■ What you should do
Give again the entries below exactly, beginning at the first line and ending at the line with "Each instance of the light switch".

Collection entries:
_ _ _ _ _ _ _

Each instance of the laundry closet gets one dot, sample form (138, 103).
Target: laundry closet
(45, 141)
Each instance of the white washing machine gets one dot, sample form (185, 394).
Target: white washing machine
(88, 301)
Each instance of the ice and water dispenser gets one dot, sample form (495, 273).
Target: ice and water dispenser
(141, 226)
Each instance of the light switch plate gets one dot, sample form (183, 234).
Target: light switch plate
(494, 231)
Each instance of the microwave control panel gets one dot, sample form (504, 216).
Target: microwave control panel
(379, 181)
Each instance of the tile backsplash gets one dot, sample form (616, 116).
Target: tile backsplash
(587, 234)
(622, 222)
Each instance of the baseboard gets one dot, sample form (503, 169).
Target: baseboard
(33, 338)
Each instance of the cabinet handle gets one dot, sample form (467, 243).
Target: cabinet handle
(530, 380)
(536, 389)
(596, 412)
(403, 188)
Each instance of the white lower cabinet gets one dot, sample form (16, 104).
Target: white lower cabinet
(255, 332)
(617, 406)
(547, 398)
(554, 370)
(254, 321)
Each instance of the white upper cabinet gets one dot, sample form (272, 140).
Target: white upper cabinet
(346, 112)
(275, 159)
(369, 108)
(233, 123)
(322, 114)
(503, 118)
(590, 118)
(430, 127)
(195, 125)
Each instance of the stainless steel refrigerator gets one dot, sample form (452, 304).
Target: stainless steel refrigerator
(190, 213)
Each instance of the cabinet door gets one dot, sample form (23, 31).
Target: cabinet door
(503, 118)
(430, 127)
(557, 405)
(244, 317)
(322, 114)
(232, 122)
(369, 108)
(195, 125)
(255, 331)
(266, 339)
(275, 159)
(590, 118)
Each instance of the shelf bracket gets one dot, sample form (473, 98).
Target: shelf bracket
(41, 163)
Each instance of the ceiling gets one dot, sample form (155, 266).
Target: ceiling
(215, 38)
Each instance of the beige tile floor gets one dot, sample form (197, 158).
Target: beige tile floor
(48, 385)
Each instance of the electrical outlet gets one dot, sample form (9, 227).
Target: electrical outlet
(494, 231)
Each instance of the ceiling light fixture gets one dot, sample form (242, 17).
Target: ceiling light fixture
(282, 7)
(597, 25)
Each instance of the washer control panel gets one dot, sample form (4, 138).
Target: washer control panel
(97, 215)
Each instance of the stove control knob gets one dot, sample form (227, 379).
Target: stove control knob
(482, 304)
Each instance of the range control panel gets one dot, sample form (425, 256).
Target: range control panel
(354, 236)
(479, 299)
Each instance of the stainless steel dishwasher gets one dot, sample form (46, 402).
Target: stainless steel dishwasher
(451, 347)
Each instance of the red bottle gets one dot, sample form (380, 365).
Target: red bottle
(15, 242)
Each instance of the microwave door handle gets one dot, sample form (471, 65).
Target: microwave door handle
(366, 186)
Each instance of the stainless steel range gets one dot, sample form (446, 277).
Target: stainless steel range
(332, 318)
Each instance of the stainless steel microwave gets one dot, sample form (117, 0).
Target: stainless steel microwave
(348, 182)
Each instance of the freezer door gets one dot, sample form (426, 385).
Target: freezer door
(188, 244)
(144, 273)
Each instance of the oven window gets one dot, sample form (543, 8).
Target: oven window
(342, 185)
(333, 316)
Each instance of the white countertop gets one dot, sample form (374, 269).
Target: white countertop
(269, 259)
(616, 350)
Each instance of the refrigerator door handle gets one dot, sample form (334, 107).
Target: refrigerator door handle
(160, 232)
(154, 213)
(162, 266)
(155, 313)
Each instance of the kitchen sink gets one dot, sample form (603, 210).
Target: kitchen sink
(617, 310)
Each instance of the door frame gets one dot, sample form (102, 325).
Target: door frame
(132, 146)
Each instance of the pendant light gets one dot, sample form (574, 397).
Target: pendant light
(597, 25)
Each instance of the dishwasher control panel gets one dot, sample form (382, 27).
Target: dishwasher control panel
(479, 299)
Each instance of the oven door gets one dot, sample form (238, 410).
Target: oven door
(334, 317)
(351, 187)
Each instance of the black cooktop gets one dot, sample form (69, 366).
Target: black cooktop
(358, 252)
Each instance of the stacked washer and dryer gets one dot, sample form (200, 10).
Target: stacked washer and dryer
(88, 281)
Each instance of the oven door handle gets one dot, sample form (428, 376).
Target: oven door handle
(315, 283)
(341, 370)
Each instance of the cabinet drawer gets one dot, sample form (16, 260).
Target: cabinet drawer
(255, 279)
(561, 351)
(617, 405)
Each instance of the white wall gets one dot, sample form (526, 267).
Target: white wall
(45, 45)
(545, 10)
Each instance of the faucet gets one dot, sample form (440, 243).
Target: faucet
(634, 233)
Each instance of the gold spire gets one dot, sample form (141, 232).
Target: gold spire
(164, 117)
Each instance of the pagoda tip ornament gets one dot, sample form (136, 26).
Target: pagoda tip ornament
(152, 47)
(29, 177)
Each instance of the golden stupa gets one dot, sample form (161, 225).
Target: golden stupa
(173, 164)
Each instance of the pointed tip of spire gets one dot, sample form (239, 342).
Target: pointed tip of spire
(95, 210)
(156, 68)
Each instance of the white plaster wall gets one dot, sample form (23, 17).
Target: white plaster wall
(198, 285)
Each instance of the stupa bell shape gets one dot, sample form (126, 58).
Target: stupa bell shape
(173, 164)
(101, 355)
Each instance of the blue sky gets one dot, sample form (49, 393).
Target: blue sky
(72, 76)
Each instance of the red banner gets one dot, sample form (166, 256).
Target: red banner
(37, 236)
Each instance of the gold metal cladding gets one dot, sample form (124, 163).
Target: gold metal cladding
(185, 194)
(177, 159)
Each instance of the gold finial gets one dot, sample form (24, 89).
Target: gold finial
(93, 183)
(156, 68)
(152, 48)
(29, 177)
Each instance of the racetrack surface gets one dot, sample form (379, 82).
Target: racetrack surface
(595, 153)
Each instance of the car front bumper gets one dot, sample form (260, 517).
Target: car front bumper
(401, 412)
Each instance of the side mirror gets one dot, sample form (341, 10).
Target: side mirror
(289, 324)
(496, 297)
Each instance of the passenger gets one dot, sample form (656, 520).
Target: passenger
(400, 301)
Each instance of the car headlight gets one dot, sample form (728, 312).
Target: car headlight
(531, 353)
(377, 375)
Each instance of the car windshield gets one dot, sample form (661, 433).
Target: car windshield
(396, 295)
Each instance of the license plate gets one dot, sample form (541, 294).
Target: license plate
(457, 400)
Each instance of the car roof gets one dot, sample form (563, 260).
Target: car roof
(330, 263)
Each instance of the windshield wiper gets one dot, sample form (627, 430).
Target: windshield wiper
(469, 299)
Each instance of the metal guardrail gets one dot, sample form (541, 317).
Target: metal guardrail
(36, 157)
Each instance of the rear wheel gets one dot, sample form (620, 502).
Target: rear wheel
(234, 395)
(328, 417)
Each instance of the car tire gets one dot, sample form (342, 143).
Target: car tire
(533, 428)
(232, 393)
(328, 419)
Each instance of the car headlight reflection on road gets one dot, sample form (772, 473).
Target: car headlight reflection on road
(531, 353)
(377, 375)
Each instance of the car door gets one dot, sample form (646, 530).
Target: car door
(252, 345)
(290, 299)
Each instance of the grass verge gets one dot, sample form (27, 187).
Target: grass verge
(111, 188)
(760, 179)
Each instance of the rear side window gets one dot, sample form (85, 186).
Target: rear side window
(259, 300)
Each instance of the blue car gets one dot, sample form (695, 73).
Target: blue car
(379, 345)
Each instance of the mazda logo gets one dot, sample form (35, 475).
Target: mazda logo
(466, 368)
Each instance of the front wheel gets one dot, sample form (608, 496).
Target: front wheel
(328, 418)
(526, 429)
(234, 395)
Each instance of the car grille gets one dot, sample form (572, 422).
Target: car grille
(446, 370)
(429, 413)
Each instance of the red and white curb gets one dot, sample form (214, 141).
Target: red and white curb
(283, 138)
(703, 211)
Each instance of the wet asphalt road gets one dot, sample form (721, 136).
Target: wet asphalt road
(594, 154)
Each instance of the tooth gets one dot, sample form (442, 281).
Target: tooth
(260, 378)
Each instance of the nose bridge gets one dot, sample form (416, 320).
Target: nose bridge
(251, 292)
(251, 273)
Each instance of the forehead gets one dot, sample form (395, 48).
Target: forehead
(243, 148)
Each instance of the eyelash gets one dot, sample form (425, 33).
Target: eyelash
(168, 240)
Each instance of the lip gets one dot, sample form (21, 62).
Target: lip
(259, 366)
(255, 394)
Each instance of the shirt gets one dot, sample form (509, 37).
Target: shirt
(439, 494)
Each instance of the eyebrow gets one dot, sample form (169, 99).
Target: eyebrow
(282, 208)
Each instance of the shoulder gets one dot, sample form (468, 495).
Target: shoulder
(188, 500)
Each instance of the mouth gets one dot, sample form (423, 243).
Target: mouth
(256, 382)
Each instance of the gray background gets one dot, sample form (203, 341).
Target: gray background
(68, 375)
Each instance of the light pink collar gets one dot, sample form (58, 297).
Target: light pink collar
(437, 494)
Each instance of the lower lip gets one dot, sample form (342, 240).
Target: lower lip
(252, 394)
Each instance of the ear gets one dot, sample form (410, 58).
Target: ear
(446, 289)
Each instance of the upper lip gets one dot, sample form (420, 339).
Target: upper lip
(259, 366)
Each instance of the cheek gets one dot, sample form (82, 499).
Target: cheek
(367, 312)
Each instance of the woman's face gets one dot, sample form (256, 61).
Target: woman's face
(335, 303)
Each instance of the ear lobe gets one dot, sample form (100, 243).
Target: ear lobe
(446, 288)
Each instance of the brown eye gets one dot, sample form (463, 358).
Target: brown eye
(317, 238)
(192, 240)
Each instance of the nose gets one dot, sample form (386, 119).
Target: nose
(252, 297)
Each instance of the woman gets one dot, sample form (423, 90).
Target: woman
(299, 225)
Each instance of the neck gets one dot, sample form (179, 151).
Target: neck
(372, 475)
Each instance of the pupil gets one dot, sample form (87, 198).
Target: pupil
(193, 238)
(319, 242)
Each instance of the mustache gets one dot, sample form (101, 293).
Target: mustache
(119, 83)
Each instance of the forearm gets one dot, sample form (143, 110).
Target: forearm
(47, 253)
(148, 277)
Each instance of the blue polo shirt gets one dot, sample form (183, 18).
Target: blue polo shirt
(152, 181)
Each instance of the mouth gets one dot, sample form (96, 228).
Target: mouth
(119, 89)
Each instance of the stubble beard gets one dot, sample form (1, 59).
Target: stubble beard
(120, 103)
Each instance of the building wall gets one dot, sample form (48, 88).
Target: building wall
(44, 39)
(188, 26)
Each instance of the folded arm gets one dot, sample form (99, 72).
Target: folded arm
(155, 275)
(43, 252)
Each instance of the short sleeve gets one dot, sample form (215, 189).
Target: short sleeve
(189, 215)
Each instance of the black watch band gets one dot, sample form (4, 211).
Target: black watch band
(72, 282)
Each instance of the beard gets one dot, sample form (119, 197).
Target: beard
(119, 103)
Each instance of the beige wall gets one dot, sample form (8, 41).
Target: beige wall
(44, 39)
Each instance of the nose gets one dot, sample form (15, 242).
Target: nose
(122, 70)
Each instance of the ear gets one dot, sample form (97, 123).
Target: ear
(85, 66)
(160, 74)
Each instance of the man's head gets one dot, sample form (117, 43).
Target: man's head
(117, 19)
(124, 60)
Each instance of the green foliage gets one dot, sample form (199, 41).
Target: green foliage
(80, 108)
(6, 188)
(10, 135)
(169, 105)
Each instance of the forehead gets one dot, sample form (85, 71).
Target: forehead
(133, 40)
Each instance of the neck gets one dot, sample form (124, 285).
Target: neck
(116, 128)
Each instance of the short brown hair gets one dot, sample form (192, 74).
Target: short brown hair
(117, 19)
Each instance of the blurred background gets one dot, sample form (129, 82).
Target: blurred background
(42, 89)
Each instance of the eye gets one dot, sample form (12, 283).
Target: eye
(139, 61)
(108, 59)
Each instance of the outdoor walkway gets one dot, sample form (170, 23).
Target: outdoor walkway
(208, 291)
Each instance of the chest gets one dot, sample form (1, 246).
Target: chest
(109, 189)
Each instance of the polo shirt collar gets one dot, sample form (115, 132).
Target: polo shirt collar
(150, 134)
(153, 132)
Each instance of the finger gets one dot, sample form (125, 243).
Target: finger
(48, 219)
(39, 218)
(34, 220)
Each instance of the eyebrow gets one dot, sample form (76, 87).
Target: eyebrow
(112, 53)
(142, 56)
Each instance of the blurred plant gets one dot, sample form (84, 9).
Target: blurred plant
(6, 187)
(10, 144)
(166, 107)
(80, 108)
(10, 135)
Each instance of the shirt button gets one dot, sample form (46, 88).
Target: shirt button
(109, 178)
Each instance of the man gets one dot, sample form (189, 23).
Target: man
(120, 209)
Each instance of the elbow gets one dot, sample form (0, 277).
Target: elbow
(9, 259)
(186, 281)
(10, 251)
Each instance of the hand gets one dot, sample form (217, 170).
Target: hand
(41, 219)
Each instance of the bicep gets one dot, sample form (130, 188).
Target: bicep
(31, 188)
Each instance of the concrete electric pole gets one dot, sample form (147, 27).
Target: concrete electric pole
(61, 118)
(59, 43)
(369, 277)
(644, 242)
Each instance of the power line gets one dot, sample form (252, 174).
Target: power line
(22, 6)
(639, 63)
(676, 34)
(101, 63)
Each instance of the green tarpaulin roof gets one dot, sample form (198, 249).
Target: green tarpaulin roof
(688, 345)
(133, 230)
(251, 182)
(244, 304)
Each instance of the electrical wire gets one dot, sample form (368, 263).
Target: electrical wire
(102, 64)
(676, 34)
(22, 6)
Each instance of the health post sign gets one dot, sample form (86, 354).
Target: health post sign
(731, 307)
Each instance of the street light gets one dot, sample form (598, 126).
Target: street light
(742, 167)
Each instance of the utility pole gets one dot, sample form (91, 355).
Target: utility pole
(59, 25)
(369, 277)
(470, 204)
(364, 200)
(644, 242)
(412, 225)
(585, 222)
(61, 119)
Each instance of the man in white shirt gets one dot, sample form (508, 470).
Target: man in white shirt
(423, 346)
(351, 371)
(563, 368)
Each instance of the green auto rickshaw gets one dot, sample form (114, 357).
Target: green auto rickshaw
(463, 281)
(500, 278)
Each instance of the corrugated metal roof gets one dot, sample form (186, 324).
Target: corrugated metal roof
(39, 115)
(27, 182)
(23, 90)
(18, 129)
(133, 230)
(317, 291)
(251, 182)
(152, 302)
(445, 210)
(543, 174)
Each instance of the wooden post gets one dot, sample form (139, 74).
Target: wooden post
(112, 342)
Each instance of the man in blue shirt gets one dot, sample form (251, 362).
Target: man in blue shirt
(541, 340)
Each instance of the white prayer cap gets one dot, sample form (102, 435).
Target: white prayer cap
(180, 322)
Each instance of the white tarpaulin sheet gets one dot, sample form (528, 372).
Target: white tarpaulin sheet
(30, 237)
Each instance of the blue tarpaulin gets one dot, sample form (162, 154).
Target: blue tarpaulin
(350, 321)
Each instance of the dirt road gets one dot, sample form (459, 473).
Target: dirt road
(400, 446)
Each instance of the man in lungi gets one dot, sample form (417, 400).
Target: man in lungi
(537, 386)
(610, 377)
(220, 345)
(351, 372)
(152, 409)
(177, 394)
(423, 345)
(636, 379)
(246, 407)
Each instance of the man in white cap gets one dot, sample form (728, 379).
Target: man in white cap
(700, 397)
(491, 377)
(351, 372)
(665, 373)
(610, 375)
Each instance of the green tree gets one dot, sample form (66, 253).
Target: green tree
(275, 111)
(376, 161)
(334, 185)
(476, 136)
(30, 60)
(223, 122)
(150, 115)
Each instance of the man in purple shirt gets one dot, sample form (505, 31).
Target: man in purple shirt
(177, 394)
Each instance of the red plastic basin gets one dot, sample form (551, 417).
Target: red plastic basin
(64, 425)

_ _ _ _ _ _ _

■ Task solution
Each instance of the laundry closet gets one dot, sample form (138, 103).
Target: laundry closet
(45, 141)
Each instance of the white washing machine gets one dot, sample form (185, 394).
Target: white washing machine
(88, 301)
Each instance of the ice and water dispenser gets one dot, sample form (495, 273).
Target: ice and water dispenser
(141, 226)
Each instance of the light switch plate gets one dot, sample form (183, 234).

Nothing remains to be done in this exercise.